# [Saved entries]

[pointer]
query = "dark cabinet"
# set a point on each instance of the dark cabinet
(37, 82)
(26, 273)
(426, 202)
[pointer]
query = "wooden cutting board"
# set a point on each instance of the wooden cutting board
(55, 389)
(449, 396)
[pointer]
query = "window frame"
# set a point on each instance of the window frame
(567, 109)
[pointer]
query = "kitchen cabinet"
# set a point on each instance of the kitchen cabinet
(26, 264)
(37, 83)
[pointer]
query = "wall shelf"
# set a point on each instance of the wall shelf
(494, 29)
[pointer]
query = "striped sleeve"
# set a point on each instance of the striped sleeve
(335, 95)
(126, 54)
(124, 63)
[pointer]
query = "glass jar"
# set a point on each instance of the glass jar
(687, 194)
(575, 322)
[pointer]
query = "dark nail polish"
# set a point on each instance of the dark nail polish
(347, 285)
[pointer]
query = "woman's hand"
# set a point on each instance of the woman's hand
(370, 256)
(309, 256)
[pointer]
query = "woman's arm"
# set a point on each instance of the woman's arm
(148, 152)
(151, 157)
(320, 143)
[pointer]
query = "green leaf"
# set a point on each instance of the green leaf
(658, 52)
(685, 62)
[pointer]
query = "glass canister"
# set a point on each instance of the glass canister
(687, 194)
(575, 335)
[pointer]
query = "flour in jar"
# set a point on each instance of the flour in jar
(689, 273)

# [The task]
An exact transcription of the data above is required.

# [Response]
[pointer]
query = "dark cabinet"
# set a point on each instance of the dark cabinet
(37, 82)
(26, 273)
(426, 202)
[pointer]
query = "wooden cutting board"
# set a point on each instance of the wooden cutting board
(55, 389)
(449, 396)
[pointer]
query = "window frame"
# set a point on each instance of the window frame
(567, 109)
[pointer]
query = "kitchen cabinet"
# set a point on each instance of the kitchen cabinet
(26, 264)
(37, 83)
[pointer]
query = "wall shelf"
# set a point on each instance of the wall shelf
(494, 29)
[pointer]
query = "striped sleeve"
# set a point on each instance of the striped sleeve
(335, 95)
(126, 54)
(124, 63)
[pointer]
query = "glass jar"
# set a point on each instance of the glass jar
(687, 194)
(575, 322)
[pointer]
query = "dark nail polish"
# set a point on each instance of the dark nail polish
(347, 285)
[pointer]
query = "woman's hand"
# set a point on each instance of the woman's hand
(370, 256)
(309, 256)
[pointer]
query = "woman's arm"
# set a point on each instance of the woman's arm
(148, 152)
(151, 157)
(320, 143)
[pointer]
query = "green leaf"
# set a point on each instance of the green leaf
(658, 52)
(685, 62)
[pointer]
query = "glass canister"
# set a point on each instance of the glass canister
(687, 194)
(575, 335)
[pointer]
query = "flour in jar"
# set a point on each instance of the flour in jar
(689, 273)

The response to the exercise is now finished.